__Source material__
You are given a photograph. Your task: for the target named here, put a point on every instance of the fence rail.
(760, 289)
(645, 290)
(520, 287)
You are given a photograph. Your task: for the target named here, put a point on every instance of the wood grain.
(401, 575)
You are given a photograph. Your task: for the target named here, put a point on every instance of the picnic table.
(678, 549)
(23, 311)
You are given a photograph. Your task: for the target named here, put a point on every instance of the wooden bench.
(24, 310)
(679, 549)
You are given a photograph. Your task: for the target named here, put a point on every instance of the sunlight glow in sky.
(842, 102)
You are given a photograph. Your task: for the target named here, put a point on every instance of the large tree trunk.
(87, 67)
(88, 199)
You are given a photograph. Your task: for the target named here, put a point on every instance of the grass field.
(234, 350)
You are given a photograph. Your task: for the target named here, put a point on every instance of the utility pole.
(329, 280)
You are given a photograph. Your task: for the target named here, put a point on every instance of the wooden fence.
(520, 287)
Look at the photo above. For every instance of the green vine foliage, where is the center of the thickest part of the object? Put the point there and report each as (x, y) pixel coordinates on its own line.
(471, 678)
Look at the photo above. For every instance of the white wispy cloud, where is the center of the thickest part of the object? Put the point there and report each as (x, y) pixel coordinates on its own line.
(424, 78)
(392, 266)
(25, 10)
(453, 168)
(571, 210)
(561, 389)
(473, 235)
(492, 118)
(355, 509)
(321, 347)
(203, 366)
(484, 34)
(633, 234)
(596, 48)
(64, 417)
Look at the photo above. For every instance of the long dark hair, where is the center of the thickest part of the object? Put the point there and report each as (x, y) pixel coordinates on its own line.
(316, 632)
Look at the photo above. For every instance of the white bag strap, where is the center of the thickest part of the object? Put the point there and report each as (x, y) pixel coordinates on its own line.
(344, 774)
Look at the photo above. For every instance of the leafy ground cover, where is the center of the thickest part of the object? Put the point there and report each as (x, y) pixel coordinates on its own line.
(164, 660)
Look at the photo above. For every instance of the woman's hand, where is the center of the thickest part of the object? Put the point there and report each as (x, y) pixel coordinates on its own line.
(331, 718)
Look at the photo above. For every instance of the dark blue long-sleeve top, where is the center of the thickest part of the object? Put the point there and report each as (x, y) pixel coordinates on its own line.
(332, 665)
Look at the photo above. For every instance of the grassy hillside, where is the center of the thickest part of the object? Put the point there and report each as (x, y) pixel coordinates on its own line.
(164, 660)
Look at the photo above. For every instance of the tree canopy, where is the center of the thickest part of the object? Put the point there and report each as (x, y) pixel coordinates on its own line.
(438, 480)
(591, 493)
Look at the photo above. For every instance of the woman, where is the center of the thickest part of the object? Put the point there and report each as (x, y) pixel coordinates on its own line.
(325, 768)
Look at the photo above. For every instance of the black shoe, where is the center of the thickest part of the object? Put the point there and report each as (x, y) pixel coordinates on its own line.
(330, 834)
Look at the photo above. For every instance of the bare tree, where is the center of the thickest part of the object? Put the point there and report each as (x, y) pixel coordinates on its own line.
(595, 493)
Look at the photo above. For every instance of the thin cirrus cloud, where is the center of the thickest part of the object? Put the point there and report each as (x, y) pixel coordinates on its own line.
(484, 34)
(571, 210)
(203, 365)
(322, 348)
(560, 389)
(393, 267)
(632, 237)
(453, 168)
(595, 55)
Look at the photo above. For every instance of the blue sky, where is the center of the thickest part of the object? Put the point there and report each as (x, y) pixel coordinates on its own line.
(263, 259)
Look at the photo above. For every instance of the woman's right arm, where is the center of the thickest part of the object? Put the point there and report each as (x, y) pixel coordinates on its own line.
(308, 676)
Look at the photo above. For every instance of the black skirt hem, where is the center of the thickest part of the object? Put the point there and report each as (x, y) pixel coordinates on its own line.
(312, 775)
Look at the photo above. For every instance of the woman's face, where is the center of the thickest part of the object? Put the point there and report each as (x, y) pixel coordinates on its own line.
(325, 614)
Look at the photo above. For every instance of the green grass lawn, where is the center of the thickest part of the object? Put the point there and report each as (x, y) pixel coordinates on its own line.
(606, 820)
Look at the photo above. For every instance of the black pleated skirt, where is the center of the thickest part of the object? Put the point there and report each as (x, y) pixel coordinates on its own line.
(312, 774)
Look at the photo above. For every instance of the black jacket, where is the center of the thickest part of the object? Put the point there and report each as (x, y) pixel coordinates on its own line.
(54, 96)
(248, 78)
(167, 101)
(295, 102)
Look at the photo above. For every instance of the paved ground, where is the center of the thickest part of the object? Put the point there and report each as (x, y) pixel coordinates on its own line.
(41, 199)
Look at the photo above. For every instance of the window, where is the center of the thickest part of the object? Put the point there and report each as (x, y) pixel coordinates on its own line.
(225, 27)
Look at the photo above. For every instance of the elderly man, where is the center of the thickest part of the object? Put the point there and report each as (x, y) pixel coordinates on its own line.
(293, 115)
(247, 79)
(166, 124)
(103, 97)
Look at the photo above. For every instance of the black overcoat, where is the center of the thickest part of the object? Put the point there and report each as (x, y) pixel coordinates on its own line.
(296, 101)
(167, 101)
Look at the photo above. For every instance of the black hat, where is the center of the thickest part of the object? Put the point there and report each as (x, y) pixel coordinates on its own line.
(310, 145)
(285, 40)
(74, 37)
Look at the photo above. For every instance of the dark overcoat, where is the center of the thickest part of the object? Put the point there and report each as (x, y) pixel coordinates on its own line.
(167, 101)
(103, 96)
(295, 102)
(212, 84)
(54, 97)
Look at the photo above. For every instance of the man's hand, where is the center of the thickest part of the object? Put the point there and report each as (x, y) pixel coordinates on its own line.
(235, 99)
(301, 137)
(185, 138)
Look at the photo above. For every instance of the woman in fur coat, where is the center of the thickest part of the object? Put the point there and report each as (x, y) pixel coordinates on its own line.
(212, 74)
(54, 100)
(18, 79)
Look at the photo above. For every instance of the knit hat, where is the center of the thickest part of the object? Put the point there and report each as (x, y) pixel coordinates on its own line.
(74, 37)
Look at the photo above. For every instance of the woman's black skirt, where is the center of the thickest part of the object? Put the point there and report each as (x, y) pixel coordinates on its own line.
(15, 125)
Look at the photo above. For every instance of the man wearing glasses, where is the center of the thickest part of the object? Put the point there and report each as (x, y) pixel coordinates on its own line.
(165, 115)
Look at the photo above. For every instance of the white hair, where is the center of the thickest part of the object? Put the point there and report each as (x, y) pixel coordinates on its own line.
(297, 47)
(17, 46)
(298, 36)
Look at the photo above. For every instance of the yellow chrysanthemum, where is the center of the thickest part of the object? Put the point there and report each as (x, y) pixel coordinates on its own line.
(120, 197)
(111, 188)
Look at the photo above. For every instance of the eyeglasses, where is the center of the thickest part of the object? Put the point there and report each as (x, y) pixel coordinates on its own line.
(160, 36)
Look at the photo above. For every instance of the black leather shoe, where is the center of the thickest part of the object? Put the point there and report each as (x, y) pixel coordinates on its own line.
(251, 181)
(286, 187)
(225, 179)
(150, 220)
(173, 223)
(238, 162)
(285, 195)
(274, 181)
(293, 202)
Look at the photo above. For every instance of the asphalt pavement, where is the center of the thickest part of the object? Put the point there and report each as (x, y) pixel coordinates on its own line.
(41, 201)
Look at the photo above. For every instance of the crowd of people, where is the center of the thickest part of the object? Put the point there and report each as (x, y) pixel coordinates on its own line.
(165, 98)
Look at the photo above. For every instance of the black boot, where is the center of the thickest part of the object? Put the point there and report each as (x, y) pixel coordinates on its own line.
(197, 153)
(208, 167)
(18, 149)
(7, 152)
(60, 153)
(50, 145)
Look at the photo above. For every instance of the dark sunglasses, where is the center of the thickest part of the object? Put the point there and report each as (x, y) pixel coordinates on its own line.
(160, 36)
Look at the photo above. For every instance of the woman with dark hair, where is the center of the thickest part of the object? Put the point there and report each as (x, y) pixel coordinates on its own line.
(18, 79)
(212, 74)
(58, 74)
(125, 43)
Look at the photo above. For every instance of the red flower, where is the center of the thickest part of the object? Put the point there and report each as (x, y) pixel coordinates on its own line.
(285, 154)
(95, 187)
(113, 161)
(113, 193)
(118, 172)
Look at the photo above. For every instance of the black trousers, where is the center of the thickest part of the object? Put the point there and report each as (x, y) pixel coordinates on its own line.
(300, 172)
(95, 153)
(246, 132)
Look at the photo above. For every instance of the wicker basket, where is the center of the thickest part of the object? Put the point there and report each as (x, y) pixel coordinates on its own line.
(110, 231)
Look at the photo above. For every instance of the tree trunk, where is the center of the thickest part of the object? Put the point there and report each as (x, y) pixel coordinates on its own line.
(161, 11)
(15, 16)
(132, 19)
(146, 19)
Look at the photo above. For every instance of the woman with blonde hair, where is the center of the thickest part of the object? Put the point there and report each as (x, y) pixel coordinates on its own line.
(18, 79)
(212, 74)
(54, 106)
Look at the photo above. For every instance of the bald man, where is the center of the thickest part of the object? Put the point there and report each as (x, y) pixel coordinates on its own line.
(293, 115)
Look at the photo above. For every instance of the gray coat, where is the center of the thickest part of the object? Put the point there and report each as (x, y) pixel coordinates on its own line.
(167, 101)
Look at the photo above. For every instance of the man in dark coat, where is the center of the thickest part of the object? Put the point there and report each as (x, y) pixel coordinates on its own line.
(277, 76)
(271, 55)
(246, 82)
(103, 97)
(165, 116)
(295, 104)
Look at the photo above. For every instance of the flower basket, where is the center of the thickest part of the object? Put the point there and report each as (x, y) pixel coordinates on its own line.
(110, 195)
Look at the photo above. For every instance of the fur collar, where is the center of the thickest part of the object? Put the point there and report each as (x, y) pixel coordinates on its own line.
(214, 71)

__Exercise__
The lines to reproduce run from the one containing "Look at the photo above. For every instance of the flower" to the last line of the listing; print them exactly, including both ends.

__Answer to this problem__
Look at the photo above. For every instance of the flower basket, where is the center of the thickest part of the object? Put the point there and report each as (x, y) pixel coordinates on its own line.
(110, 195)
Look at the photo above. For every instance of the fur collar, where is the center of the thickest part of the object? Put the point there and report each as (x, y) pixel coordinates on its own line.
(214, 71)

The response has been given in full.